What you will do |
Gather every line in the records below that contains the string "wheel". Matching is case-sensitive.

-=-=-=-=-

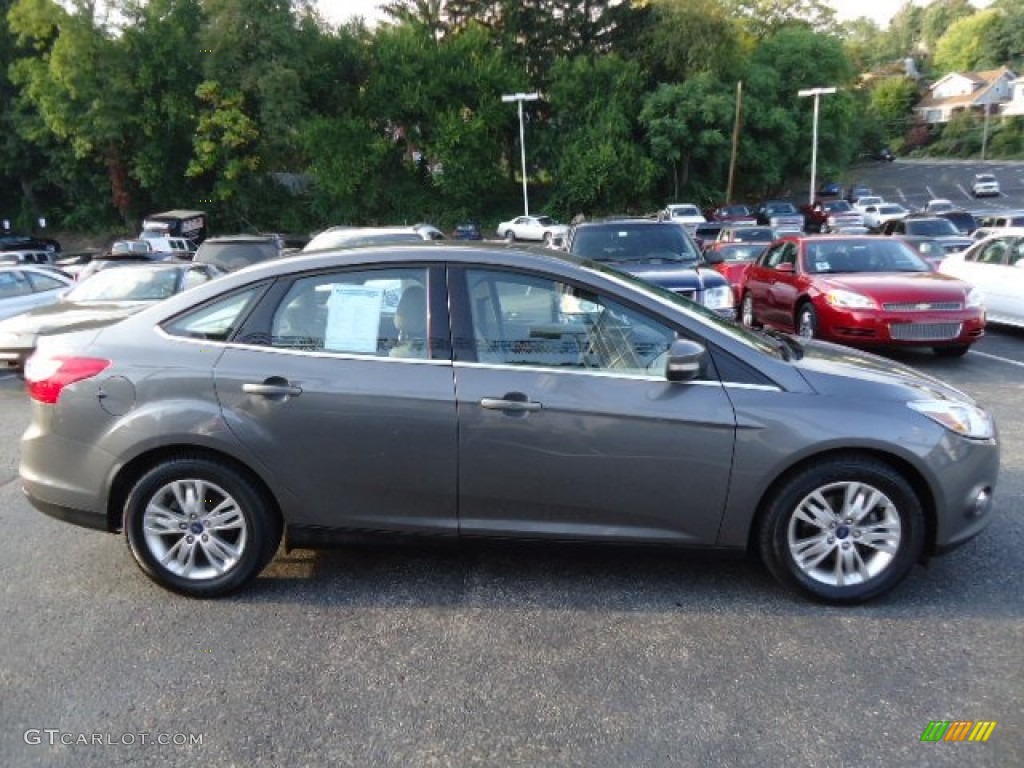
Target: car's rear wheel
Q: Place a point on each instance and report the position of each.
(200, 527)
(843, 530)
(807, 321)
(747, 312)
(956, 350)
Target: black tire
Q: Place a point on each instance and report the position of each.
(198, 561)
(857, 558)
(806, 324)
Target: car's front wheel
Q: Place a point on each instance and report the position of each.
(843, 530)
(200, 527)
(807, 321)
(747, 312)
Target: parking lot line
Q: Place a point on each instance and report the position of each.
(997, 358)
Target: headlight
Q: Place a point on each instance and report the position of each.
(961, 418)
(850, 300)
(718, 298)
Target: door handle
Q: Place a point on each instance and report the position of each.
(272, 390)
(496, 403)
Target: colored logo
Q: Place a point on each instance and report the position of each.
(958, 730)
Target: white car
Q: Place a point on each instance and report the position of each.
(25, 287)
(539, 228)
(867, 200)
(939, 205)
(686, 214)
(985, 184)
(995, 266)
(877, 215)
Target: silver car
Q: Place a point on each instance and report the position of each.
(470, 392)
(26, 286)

-=-=-=-=-

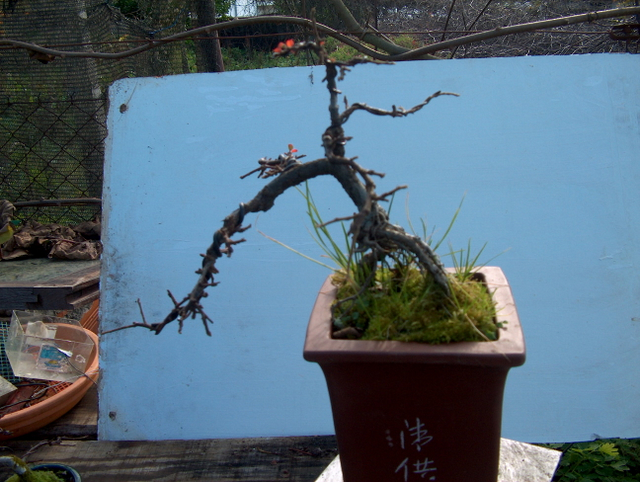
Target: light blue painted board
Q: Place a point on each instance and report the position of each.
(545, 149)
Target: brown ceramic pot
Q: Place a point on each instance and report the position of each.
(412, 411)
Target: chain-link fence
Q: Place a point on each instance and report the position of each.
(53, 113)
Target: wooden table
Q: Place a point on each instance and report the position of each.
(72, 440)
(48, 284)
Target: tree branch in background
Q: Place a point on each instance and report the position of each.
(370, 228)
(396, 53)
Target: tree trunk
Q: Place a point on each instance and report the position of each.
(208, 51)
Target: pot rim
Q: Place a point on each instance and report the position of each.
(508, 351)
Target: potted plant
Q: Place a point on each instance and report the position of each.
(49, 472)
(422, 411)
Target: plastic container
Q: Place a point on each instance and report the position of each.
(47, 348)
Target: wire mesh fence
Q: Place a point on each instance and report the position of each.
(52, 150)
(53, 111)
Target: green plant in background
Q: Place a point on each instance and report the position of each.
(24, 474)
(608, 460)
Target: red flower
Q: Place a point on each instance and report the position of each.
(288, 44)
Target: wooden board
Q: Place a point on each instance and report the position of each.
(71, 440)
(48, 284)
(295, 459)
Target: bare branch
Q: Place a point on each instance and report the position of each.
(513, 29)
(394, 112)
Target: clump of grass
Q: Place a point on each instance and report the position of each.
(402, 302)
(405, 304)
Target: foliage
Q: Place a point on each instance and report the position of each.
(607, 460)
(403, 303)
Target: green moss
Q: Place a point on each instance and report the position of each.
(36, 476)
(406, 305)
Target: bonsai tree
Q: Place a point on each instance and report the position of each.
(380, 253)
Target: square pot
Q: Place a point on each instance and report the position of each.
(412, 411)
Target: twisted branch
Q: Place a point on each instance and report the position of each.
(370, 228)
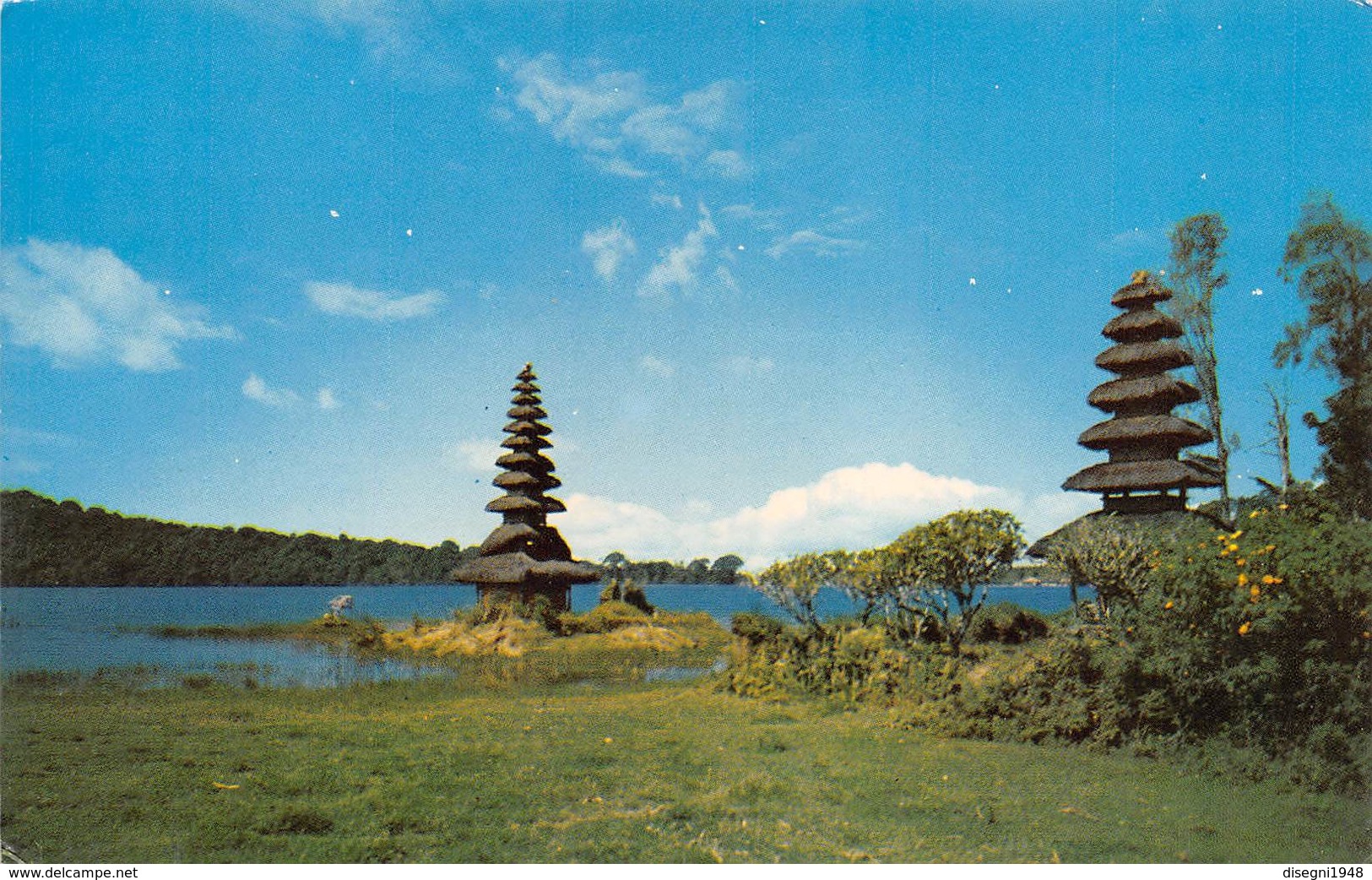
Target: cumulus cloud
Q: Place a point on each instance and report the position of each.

-=-=-=-=-

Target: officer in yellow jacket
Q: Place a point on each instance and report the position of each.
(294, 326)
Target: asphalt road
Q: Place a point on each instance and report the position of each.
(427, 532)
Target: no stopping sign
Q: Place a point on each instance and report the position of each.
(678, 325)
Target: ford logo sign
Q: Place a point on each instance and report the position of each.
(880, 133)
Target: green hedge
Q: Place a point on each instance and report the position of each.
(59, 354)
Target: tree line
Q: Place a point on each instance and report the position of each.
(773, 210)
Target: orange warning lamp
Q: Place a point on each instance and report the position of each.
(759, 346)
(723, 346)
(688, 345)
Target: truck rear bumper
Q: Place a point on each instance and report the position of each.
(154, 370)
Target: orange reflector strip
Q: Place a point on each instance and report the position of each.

-=-=-=-=-

Written reply |
Target: car's rear wheel
Target: car's front wheel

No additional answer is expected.